* TASK INPUTS:
/---
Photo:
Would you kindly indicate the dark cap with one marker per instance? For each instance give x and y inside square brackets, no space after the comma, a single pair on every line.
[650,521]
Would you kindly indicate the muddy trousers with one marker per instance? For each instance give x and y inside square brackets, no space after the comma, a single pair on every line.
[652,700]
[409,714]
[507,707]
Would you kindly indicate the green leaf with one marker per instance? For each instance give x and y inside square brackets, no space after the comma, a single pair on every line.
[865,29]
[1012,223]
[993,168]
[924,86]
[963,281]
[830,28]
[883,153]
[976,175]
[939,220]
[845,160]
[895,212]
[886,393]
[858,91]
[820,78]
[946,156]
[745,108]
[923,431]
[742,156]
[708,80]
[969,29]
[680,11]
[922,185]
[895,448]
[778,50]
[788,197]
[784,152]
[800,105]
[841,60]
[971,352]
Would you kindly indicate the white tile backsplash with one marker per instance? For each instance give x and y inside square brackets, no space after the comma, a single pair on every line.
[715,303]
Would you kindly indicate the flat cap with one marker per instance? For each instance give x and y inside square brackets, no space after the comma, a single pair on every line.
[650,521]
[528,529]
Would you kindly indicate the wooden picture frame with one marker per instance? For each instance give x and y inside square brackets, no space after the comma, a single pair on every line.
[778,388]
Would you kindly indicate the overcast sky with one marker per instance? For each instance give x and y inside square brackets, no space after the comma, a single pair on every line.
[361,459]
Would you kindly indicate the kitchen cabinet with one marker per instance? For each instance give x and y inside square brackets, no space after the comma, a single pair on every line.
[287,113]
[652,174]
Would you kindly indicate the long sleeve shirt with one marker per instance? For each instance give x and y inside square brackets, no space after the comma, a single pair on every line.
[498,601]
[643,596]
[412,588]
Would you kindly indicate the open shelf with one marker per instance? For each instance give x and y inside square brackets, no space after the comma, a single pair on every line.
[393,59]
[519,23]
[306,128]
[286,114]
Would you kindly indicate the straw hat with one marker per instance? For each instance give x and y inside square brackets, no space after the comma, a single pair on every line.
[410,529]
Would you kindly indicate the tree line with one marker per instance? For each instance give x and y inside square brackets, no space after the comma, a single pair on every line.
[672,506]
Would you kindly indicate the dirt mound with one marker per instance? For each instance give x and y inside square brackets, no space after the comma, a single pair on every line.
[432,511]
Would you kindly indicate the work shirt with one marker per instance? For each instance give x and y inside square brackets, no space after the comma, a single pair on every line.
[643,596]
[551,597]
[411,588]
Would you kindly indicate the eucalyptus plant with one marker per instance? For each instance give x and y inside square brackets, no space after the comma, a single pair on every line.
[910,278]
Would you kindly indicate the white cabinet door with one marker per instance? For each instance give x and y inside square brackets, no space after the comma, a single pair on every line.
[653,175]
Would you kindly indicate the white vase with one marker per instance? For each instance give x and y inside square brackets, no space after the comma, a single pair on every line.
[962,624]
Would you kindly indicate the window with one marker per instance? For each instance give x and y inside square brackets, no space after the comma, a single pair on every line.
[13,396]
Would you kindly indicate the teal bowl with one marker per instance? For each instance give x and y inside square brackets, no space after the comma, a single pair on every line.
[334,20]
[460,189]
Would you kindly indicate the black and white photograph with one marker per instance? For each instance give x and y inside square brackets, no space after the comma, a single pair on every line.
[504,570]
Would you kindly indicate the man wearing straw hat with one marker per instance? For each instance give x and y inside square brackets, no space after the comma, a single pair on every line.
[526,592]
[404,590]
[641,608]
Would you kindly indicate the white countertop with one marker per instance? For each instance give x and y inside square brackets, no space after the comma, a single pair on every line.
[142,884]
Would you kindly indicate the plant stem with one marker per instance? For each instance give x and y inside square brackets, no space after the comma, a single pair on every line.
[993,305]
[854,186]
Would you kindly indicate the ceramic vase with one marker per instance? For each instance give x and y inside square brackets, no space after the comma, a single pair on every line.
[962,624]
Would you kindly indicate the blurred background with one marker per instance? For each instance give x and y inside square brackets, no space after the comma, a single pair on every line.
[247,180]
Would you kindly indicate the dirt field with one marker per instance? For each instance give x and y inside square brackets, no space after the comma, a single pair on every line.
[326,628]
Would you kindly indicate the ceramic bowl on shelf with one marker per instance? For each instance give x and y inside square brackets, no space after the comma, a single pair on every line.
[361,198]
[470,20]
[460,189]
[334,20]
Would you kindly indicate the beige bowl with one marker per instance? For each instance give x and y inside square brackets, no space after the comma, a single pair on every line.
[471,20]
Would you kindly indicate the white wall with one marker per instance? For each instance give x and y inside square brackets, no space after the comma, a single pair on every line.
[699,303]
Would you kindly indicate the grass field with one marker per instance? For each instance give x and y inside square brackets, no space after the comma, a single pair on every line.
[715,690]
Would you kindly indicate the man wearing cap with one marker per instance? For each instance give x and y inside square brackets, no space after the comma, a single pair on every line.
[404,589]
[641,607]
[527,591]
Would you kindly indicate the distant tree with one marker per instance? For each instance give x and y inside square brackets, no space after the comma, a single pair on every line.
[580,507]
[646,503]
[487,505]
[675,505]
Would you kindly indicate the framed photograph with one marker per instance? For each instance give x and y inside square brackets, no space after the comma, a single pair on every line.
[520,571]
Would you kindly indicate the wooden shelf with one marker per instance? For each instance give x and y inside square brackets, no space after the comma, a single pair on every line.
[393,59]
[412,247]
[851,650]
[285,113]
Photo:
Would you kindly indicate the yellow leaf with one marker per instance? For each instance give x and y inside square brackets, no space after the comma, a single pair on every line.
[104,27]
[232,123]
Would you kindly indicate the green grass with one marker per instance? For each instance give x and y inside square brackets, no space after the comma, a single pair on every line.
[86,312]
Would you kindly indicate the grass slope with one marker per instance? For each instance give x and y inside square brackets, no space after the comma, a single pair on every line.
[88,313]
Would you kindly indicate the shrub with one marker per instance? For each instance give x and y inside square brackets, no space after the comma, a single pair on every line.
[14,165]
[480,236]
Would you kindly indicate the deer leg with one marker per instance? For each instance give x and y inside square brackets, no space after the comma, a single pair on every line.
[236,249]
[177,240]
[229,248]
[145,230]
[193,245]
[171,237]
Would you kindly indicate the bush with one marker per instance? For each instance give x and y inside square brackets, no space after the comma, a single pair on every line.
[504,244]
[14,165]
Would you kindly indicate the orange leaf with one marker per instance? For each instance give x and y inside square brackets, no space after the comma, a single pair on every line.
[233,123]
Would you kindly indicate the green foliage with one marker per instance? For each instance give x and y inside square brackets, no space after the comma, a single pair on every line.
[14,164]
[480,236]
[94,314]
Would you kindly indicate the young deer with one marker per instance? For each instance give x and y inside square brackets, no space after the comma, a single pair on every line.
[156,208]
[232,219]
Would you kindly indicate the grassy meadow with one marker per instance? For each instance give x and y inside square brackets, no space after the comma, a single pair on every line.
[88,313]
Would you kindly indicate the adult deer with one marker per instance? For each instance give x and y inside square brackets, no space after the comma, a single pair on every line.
\---
Each record above should be restated word for word.

* EXERCISE RESPONSE:
Photo:
Would you kindly indicate the dark cap with one marker per instance? For each instance give x and y inside square brackets, no space after the comma, a single pair on every line.
[650,521]
Would you kindly indicate the muddy trousers with one marker per instance? For each instance give x and y inside square brackets, no space after the comma, a single pair on every line.
[652,700]
[409,714]
[507,707]
Would you kindly indicate the green leaf with one marker per instance? For each instance give x and y inside square brackets, no space after the comma, a single pair on every line.
[865,29]
[1012,223]
[993,168]
[924,86]
[963,281]
[830,28]
[883,153]
[976,175]
[939,220]
[845,160]
[895,212]
[886,393]
[858,91]
[820,78]
[946,156]
[745,108]
[923,431]
[742,156]
[708,80]
[969,29]
[680,11]
[922,185]
[895,448]
[778,50]
[788,197]
[784,152]
[800,105]
[841,60]
[971,352]
Would you kindly indicate the white tile backsplash with one marker per instance? For each instance give x and y inside square brackets, no space after the comma, a single pair on every line.
[715,303]
Would you kindly indicate the flat cap with one marker per instance? For each instance give x and y inside square brackets, no space after the comma, a single pair on every line.
[650,521]
[528,529]
Would you kindly indicate the wooden picture frame with one marker per instance? For each instance give x and y inside square brackets, no space after the comma, a single pair on every line.
[778,388]
Would you kindly indicate the overcast sky with one marker per instance? For each instance give x and y inside square brackets, no space after the comma, a single pair on every line.
[361,459]
Would you kindly indicate the kitchen cabinet with one marker per instance? For each instance give x and y inside square brackets, no space after the comma, a single pair on every line.
[287,113]
[652,174]
Would you kindly indicate the long sleeve shirt with one marker per instance? For each instance give x and y inside square brackets, no space after the comma, a single pair on every line.
[498,601]
[643,596]
[412,588]
Would you kindly indicate the open shelf with one marker per instance? For each instance give x and y inside square brackets, no space after the comma, a single pair on every line.
[393,59]
[519,23]
[306,128]
[286,114]
Would you kindly indicate the straw hat with one marker per instance? For each instance give x and y inside square brackets, no space after the comma, a single pair on every line.
[410,529]
Would you kindly indicate the tree line with one marker per instance? For each instance give x and y inside square brackets, no space after the comma, a single pair on every line.
[672,506]
Would you kindly indicate the dirt mound with one marker per instance? For each instance give x and y inside square brackets, no space after the comma, a single pair on every line.
[432,511]
Would you kindly indicate the work shirt with one marker per instance? For each instance give x and y inside square brackets, no space after the comma, a single pair on every line.
[643,596]
[551,597]
[411,588]
Would you kindly indicate the eucalyptus plant with one marker per instance? For each instance give x and y inside square brackets, no space after the comma, a single pair on every line.
[910,278]
Would you kindly indicate the white cabinet door with one marker per instance? For each instance give x and y inside square brackets, no space after the comma, a single pair on every line.
[653,175]
Would you kindly indicate the white vase with one marker per instance? For each instance give x and y inside square brackets, no space after the comma, a single pair on every line.
[962,624]
Would you kindly indicate the window with one marker per instance? For each instance give x and y inside square brackets, no space after the comma, a single pair on every line.
[13,396]
Would you kindly indicate the teal bowl with one marker per instance? For each instance give x and y inside square brackets, no space after the comma, a single pair on every line.
[334,20]
[460,189]
Would you kindly indicate the black and white photograph with one marker per instance? For each instance give x and y inside square brackets, no space after the comma, a single pair on every line.
[504,570]
Would you kindly indicate the man wearing straw hat with one marker per instance? For each instance give x and y inside square brackets, no space after the comma, a single pair on every line.
[526,592]
[404,590]
[641,608]
Would you kindly indicate the white countertop with one marker per instance? For each instance give x and y inside square brackets, no space after the comma, a single pair on every line.
[142,884]
Would you kindly indicate the plant stem with one marker per instance? For each instance give x and y inside square brackets, no space after the comma, a single pair on every line.
[993,305]
[854,186]
Would you kindly indicate the ceramic vase with one marker per instance? For each instance give x and y inside square brackets, no space after the comma, a single pair on every line.
[962,624]
Would you kindly indicate the blurred background with one marker per instance? For each instance give x and y inside square brackets, no space after the comma, a single pair on every line.
[247,180]
Would you kindly indicate the dirt field with one marker per instance? For each instance give x and y inside square brackets, no space after the comma, a single pair on every line.
[326,628]
Would you kindly indicate the ceramic bowl on shelf with one marker per instance? For each instance give x and y inside square brackets, no space after the comma, a single pair on every line.
[361,198]
[470,20]
[460,189]
[334,20]
Would you kindly indicate the beige bowl with one marker per instance? For each instance give x and y inside square brackets, no space after the comma, a single pair on every line.
[471,20]
Would you kindly indicate the white wall with one marker per instance? For each instance give x and y inside square brackets, no space after the comma, a single pair on every line.
[699,303]
Would you kindly indicate the grass field with one marker per instance? For each instance give x and y inside square brackets, no space after the comma, a single pair on every line.
[715,690]
Would you kindly indicate the man wearing cap with one marker per instance? For each instance give x and y inside square brackets, no space after the comma, a single pair on every line.
[404,589]
[641,607]
[527,591]
Would you kindly indicate the distant tree with one marker per instance? For each instance give x and y inside square brackets, no space after the comma, a single pair on every line.
[580,507]
[646,503]
[487,505]
[675,505]
Would you kindly indicate the framed photograph with one marker per instance? For each instance give x and y inside square brackets, no space after the comma, a single pair on every line.
[520,571]
Would you kindly indicate the wooden shelf with one marker per instance? For each instance give x and y inside square brackets, no space after the comma, a single pair on every line.
[393,59]
[412,247]
[851,650]
[285,113]
Photo:
Would you kindly indicate the yellow leaf with one marker per instance? For each instance give x and y inside square brackets, no space after the comma, a single pair on every line.
[104,27]
[232,123]
Would you kindly indicate the green grass with one marker per instance? For each instance give x and y inside square brackets, no space after the comma, a single pair on every line.
[86,312]
Would you kindly indicate the grass slope with one marker per instance? For each instance give x and y inside square brackets, no space after the comma, a single pair on every line.
[88,313]
Would you kindly indicate the shrub with one marker per instance? For each instance give x and y inside square brackets, no space after the comma, a single pair on every line.
[14,165]
[480,236]
Would you kindly indicate the deer leg with one marker per instance? For each instance give x and y inside square brackets, no space after the comma, a single pair on every line.
[236,249]
[177,240]
[229,248]
[145,230]
[193,245]
[171,237]
Would you kindly indicate the bush with one marker per instance? For each instance give x and y inside square brackets, no space after the comma, a single pair on every line.
[504,244]
[14,165]
Would you kindly indicate the orange leaf with one marker per instance? For each instance give x and y inside square brackets, no space after the comma, a single pair on every line.
[233,123]
Would you kindly indicate the green foliage with one marker per instance? For each instance give x and y inside square brackets, no space after the comma, a single pair on every line.
[14,164]
[480,236]
[94,314]
Would you kindly indicate the young deer with one marker per instance? For each instance give x and y inside square brackets, no space after the comma, a single pair on every line.
[156,208]
[232,219]
Would you kindly indicate the grassy meadow with one marker per instance? For each instance give x and y inside square brackets, no space after the comma, a single pair on every line.
[88,313]
Would you kindly indicate the adult deer with one marker per instance? For each instance give x and y inside square brackets, no space after the comma, a single pair on every line.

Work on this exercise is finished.